Copy the lines below exactly, starting at the line with "Spot the cattle ear" and continuing through the last line, both included.

# # # # #

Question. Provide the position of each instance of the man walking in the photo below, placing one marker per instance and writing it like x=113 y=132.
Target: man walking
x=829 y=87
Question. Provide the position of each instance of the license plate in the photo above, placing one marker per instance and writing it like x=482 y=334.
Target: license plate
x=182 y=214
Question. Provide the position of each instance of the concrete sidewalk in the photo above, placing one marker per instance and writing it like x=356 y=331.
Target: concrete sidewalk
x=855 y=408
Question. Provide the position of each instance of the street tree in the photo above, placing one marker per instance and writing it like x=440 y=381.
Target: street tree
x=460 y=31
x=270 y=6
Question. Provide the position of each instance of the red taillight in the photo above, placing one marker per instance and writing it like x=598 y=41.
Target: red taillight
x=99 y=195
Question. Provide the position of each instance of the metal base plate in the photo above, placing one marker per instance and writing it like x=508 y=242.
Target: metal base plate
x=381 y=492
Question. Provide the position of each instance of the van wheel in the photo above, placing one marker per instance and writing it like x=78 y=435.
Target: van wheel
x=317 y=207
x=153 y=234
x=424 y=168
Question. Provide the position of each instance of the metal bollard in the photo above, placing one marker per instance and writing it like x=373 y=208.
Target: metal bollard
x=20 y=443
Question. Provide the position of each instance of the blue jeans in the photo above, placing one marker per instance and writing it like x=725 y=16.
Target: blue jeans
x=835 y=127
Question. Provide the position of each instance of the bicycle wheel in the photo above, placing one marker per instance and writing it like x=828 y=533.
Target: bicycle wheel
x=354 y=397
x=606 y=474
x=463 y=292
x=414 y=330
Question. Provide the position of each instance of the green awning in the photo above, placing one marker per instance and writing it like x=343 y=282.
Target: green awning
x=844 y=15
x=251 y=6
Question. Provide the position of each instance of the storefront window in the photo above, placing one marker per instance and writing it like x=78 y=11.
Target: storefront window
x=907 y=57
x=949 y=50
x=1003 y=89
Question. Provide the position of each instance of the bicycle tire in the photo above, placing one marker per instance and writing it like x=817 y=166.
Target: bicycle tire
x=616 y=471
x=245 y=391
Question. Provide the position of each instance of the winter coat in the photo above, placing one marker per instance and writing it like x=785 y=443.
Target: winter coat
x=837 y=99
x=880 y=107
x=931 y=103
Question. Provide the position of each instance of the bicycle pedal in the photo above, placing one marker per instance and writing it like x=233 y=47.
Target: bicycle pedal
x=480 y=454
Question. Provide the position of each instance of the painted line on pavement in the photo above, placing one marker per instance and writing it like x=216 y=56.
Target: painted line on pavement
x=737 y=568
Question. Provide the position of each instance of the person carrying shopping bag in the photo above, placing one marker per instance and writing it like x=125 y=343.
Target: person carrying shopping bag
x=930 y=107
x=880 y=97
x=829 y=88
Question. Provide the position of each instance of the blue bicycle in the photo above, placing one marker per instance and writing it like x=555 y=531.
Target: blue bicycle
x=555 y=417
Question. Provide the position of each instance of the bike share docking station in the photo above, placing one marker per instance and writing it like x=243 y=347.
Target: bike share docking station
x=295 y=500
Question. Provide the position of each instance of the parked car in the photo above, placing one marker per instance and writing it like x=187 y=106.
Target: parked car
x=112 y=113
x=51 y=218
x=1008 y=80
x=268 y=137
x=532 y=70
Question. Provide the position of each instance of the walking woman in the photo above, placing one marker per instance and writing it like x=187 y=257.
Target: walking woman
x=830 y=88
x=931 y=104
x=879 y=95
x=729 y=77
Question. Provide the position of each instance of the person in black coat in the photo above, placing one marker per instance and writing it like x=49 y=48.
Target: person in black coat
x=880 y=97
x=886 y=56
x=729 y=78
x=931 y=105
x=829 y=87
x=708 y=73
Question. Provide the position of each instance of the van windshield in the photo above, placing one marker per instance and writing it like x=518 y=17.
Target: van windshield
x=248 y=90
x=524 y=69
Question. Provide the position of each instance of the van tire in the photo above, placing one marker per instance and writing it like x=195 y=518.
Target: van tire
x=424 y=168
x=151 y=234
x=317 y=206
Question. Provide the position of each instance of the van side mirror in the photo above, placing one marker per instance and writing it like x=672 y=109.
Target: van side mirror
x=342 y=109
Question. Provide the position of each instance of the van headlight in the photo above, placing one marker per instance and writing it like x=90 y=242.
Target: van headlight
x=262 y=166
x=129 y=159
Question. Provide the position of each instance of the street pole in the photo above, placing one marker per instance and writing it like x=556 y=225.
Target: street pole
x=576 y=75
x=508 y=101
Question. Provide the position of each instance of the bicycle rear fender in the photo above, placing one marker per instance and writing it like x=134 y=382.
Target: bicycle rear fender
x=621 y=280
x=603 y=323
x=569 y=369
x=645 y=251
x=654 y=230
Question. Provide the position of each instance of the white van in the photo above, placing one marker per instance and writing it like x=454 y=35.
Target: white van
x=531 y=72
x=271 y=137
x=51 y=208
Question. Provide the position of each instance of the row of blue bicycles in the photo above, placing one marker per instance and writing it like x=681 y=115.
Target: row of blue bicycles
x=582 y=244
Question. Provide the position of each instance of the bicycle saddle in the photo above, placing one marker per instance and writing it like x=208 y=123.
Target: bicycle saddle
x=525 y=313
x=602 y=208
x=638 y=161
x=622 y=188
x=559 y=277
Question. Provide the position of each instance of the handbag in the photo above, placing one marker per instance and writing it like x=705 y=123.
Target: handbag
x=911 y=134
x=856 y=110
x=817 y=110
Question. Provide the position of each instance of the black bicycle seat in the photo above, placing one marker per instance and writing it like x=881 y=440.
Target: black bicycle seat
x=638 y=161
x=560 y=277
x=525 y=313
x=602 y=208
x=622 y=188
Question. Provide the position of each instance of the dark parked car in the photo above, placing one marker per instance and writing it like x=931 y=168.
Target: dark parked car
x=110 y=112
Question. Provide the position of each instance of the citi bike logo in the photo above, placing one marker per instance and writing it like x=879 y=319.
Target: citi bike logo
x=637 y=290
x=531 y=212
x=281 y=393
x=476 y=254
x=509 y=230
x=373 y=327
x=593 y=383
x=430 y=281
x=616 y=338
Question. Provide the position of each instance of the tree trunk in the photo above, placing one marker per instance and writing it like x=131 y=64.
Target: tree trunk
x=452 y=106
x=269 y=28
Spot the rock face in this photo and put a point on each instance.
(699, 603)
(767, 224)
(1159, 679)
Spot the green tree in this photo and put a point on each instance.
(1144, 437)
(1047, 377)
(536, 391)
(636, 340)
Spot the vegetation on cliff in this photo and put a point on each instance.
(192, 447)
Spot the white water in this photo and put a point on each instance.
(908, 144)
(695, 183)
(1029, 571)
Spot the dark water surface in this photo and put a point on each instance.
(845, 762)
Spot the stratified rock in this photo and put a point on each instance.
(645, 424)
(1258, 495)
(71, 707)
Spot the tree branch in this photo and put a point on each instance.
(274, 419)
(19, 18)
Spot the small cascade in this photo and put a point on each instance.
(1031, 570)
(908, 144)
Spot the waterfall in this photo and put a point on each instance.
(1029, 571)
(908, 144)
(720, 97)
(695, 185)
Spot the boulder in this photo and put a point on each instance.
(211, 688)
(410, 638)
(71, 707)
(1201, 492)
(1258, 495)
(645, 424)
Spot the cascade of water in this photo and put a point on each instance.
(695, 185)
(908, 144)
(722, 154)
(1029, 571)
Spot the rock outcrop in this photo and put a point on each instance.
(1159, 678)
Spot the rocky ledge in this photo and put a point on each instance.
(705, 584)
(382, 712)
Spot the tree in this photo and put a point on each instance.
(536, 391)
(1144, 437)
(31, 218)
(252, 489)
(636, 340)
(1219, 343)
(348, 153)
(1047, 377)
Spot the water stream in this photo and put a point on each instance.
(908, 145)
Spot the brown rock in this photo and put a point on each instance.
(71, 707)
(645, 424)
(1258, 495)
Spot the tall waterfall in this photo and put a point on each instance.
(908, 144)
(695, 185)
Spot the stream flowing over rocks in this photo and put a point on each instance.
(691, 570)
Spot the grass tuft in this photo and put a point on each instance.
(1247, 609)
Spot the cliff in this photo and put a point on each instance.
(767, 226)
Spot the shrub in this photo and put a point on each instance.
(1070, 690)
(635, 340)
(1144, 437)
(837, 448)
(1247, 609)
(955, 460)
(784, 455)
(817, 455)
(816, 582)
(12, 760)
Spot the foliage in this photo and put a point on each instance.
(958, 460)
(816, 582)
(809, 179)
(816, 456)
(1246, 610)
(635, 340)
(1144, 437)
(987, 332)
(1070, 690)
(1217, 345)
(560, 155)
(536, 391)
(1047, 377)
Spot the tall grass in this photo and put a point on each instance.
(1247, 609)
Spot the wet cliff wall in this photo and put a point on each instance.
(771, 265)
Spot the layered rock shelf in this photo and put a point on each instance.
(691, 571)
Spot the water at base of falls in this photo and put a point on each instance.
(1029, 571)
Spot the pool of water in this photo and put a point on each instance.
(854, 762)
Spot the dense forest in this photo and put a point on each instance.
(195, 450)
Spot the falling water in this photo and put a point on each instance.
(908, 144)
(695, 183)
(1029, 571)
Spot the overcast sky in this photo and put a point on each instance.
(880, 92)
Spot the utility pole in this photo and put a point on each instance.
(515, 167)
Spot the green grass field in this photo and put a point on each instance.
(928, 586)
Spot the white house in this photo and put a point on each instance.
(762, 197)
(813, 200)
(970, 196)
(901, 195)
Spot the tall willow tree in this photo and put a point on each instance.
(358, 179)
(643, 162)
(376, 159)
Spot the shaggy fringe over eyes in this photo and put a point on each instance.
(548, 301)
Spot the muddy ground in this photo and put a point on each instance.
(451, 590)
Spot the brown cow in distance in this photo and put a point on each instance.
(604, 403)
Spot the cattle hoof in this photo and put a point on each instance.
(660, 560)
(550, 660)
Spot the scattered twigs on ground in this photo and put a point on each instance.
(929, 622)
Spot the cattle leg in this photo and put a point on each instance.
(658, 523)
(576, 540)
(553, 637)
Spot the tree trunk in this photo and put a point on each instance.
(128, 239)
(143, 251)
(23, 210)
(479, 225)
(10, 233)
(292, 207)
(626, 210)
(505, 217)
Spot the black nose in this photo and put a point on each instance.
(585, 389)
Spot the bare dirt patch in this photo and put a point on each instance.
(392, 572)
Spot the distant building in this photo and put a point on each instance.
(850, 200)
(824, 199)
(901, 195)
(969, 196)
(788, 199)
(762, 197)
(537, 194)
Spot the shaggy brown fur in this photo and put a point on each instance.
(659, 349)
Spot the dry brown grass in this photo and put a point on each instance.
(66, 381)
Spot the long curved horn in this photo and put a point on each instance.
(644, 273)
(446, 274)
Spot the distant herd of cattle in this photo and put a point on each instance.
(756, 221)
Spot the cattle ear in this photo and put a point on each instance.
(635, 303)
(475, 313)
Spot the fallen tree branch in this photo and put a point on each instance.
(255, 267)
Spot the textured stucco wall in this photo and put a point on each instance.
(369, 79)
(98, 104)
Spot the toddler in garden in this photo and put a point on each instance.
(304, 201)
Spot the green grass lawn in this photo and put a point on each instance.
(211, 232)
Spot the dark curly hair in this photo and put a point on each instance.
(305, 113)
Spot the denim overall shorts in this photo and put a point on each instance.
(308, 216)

# # # # #

■ **Exercise result**:
Spot the cattle ear in this photo and put a point on each instance.
(635, 303)
(475, 313)
Spot the fallen tree branch in this photo and put a point on each instance.
(255, 267)
Spot the textured stucco wall in this photo and put a point on each instance.
(369, 79)
(98, 104)
Spot the toddler in garden in this photo and put a point on each instance.
(304, 201)
Spot the green grass lawn in this photo and put a point on each instance.
(211, 232)
Spot the dark curly hair in this photo and put a point on each instance.
(305, 113)
Spot the denim overall shorts in this photo and put a point on each instance.
(308, 216)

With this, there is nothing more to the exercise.